**Required action:** Below are the records; work out how many lines among them contain "clicks", and write nothing besides that number.

[Collected data entries]
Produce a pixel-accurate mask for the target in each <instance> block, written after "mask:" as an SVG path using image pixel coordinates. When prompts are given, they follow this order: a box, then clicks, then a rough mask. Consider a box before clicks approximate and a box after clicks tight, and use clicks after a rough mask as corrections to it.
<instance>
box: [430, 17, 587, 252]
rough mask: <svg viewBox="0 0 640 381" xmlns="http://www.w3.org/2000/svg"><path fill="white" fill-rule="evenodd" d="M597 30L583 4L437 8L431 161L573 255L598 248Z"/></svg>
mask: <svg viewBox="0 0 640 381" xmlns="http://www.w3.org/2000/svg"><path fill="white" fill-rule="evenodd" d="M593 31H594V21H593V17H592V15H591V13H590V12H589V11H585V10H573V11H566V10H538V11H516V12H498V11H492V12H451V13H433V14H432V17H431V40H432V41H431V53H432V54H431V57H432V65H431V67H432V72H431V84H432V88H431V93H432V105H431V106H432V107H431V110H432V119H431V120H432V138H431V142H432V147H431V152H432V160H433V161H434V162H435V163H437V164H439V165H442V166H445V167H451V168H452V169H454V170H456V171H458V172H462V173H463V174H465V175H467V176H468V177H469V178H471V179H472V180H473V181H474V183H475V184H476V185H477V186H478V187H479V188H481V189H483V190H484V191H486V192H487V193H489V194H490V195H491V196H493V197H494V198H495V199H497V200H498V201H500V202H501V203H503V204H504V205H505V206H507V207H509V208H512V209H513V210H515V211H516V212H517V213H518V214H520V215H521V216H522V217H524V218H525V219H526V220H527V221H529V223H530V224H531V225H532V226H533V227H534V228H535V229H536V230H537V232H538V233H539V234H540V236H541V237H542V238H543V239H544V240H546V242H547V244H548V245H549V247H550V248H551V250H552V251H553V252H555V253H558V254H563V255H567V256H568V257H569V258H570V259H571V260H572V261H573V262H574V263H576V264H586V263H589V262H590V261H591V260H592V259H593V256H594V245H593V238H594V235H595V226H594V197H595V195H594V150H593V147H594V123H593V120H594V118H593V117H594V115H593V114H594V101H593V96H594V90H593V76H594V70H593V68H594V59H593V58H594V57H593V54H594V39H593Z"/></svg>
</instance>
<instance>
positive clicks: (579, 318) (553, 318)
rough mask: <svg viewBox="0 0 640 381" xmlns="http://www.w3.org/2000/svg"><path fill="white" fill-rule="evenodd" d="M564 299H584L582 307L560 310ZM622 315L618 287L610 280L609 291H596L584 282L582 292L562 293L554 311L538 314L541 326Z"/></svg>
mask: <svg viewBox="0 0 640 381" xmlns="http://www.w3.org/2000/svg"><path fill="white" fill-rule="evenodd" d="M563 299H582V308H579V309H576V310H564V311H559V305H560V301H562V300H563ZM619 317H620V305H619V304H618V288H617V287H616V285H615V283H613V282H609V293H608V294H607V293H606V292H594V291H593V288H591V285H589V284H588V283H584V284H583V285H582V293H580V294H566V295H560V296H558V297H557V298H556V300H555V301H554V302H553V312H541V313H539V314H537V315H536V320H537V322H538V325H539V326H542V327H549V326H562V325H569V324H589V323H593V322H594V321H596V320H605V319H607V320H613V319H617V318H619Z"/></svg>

**Solution below:** 2